Aim of the exercise: Once every line in the data that follows has been checked for the word "pitch", give only the number of lines that hold it.

[Records from a data source]

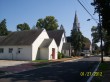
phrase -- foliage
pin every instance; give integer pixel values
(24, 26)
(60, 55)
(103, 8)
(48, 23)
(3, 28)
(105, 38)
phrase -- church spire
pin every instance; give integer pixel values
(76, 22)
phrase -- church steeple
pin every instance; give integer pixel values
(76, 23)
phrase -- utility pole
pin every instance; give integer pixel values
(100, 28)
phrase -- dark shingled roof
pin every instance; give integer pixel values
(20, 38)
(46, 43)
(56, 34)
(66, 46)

...

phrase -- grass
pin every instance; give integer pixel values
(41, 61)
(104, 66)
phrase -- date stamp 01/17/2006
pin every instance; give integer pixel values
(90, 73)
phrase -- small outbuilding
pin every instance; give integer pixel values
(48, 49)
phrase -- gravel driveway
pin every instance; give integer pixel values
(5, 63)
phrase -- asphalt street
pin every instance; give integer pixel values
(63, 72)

--

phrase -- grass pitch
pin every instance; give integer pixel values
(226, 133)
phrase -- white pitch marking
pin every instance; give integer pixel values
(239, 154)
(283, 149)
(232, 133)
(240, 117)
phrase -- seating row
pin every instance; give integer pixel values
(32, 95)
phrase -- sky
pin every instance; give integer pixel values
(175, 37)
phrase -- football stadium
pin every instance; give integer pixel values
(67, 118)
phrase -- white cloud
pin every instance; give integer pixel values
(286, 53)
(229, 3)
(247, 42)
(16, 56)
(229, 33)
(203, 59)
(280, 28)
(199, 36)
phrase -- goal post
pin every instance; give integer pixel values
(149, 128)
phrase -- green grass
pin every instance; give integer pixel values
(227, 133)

Answer box: 2